> **Saved data entries**:
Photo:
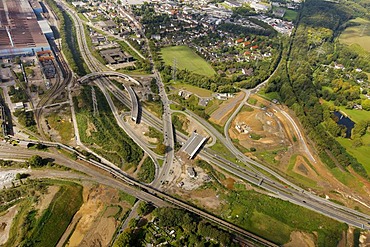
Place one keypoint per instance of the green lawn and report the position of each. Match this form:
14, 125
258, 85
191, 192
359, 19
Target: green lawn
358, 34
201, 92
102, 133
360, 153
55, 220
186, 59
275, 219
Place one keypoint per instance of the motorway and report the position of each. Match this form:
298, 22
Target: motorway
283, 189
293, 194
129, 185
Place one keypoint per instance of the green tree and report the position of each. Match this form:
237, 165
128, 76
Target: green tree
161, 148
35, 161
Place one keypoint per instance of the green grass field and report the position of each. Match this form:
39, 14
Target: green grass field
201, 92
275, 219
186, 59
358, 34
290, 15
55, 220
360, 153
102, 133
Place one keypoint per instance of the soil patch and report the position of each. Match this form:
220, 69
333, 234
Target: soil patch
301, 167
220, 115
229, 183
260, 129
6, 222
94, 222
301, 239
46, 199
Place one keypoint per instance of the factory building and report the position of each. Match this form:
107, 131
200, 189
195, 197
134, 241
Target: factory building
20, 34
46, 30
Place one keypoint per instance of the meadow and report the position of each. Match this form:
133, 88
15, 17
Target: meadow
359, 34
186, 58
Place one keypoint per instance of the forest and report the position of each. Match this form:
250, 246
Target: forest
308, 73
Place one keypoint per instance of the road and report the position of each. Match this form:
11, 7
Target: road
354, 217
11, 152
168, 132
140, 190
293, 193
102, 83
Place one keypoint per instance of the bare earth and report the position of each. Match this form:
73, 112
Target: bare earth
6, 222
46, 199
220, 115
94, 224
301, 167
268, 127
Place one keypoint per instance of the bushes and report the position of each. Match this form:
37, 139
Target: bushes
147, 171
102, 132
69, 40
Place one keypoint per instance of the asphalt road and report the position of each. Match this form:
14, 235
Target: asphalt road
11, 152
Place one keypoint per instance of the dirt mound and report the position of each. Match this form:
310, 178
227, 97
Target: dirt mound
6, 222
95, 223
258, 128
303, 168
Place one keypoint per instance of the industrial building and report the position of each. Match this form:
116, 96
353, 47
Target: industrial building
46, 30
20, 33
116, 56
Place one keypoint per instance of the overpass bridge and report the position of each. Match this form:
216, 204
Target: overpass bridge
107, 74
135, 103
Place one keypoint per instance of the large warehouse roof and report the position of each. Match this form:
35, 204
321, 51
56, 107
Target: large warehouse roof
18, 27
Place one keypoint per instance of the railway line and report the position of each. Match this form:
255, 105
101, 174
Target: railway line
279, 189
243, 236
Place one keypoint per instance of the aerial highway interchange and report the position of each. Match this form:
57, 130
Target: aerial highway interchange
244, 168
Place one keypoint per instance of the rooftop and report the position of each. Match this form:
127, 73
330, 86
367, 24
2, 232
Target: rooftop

...

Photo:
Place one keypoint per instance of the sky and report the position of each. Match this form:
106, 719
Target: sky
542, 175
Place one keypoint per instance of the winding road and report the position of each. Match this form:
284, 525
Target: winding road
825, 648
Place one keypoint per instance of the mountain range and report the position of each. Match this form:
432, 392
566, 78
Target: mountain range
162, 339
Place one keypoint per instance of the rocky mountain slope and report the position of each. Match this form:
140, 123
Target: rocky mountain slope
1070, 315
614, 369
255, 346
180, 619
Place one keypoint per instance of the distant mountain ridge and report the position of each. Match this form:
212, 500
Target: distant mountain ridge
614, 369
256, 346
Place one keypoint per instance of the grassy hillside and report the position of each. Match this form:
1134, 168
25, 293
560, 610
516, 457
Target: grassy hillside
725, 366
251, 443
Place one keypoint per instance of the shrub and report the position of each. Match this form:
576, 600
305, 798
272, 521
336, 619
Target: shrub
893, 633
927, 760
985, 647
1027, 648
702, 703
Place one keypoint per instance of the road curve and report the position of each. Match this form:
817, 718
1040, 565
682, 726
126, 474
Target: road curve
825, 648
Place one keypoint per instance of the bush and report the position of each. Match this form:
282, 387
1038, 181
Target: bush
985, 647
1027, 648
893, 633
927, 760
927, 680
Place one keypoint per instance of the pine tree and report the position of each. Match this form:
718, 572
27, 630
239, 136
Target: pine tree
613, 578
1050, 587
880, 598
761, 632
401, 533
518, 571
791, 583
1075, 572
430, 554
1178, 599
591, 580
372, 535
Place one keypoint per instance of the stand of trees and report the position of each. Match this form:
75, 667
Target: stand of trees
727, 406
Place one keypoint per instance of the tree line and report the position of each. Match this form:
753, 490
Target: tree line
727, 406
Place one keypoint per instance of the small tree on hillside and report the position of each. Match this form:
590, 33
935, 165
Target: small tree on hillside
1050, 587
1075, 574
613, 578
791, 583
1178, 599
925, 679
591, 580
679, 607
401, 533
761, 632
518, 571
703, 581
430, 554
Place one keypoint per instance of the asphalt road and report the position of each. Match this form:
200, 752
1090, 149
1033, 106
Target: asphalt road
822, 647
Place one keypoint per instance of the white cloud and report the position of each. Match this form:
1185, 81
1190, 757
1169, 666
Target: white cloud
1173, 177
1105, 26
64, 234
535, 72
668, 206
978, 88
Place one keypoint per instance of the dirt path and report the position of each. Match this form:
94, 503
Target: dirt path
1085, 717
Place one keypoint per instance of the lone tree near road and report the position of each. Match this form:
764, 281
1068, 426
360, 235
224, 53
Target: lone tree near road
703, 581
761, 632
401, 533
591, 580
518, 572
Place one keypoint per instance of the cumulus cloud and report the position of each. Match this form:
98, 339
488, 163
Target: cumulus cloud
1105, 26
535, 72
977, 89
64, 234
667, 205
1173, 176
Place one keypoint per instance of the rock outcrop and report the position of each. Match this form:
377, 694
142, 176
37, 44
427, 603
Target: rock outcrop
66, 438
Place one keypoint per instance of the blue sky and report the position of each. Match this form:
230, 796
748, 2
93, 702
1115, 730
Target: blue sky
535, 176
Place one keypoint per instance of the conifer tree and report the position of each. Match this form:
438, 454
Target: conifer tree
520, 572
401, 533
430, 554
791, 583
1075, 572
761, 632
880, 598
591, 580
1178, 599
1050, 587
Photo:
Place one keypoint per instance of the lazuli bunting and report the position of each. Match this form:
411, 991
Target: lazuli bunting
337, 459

* * *

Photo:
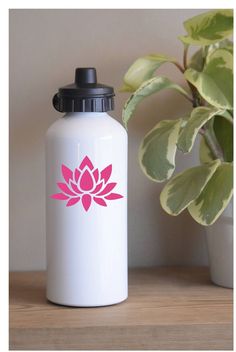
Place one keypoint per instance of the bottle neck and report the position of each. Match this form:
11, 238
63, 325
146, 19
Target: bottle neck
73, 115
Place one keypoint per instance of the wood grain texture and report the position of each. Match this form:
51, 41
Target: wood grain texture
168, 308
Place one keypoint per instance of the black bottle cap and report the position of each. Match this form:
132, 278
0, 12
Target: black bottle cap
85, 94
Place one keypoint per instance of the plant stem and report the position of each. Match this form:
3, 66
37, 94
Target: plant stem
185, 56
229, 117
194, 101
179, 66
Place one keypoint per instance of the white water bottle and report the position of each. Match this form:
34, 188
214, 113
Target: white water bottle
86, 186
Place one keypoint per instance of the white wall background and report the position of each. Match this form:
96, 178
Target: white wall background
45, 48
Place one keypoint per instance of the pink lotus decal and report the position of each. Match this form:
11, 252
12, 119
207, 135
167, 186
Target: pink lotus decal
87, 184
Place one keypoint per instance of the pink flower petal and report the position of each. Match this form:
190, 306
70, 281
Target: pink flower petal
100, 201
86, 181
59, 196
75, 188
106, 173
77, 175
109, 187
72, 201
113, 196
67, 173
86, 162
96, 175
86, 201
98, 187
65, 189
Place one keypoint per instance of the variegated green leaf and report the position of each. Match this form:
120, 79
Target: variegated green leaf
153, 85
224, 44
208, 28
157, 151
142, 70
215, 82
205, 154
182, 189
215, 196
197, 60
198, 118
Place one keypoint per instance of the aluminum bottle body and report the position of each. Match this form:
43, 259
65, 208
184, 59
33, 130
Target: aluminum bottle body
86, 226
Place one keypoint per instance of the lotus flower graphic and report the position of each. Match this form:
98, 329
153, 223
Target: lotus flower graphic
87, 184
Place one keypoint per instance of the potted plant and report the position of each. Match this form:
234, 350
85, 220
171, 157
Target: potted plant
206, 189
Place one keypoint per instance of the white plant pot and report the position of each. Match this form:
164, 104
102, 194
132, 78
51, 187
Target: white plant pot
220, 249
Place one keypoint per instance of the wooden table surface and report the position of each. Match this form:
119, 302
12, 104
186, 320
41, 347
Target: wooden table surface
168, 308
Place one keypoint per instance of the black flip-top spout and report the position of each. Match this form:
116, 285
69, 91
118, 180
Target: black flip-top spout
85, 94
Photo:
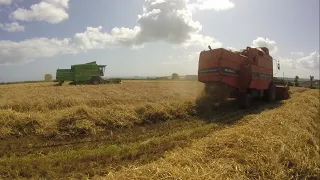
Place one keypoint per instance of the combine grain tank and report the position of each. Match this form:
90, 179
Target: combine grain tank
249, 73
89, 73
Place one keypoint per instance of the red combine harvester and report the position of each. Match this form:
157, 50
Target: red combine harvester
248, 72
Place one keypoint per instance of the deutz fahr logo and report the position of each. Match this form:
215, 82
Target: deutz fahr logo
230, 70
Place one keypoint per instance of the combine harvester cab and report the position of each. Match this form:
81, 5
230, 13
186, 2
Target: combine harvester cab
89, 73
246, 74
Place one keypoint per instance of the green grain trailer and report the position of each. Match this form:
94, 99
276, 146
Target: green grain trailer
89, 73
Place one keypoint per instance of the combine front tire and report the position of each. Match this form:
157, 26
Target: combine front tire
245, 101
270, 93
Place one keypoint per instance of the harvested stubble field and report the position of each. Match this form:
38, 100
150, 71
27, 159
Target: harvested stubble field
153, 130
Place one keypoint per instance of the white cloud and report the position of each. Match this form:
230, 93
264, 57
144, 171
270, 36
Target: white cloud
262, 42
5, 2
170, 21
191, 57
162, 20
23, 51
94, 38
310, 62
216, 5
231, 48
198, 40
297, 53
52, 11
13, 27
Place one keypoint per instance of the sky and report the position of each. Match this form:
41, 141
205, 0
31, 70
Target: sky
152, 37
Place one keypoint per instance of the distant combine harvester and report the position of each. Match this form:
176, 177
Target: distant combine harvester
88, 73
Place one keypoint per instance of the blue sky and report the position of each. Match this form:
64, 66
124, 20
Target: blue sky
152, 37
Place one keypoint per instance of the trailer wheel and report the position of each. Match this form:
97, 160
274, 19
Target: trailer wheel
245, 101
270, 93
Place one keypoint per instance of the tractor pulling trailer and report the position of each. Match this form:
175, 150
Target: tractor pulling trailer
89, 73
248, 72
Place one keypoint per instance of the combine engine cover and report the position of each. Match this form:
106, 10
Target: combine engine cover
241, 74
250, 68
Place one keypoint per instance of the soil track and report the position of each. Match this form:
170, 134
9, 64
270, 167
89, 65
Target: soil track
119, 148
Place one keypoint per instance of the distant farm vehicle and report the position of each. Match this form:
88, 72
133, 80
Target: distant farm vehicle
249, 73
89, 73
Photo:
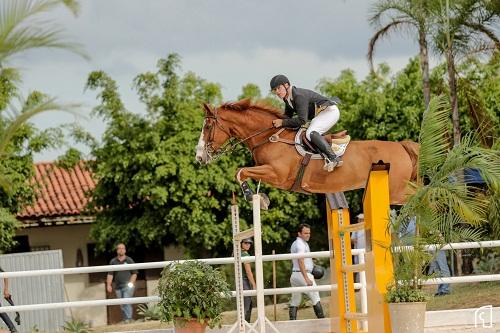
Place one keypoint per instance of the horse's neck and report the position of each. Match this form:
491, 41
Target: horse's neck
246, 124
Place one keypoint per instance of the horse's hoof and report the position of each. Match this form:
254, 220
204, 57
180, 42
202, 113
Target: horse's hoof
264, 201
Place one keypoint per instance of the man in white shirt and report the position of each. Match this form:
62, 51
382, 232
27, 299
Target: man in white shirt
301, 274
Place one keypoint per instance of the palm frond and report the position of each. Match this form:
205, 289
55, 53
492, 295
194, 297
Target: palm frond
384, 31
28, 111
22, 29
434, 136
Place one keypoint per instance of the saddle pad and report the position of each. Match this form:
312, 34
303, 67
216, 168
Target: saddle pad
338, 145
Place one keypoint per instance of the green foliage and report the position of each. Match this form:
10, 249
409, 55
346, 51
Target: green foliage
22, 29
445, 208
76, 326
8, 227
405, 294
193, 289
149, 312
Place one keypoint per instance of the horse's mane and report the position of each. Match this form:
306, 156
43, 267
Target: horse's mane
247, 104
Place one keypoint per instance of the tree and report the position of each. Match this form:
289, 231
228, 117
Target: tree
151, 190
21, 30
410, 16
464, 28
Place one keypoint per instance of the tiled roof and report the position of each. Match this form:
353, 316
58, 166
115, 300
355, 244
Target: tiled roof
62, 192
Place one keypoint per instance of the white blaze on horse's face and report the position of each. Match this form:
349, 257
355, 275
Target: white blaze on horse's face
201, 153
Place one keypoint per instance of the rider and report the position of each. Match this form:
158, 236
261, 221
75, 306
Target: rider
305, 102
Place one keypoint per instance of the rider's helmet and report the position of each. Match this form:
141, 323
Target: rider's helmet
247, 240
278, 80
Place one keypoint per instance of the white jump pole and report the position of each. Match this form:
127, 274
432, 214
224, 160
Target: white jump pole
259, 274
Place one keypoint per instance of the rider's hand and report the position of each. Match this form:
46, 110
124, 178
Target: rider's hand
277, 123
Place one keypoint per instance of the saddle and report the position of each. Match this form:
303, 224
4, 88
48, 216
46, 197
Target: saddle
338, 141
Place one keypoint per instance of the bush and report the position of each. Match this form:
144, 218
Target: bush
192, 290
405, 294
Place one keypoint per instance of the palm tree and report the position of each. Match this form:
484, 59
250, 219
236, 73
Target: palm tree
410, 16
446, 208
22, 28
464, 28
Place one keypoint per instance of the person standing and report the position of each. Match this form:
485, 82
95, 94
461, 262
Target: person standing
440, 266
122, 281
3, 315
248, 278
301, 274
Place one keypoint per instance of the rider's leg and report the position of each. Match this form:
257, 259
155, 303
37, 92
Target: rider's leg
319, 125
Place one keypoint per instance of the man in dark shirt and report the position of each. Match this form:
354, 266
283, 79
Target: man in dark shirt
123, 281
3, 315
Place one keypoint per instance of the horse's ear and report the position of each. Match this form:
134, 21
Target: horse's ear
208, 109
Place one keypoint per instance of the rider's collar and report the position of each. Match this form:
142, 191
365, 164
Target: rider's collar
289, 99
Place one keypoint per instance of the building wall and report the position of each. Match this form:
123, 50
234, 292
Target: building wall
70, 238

> **Exercise**: Locate every line in the items above that contains the string "helmet". Copy each of those lines.

> **Result for this exercise**:
Place one keypoint per instance of the rider's helmet and report the position of each. Match this form:
Target: rider's helmet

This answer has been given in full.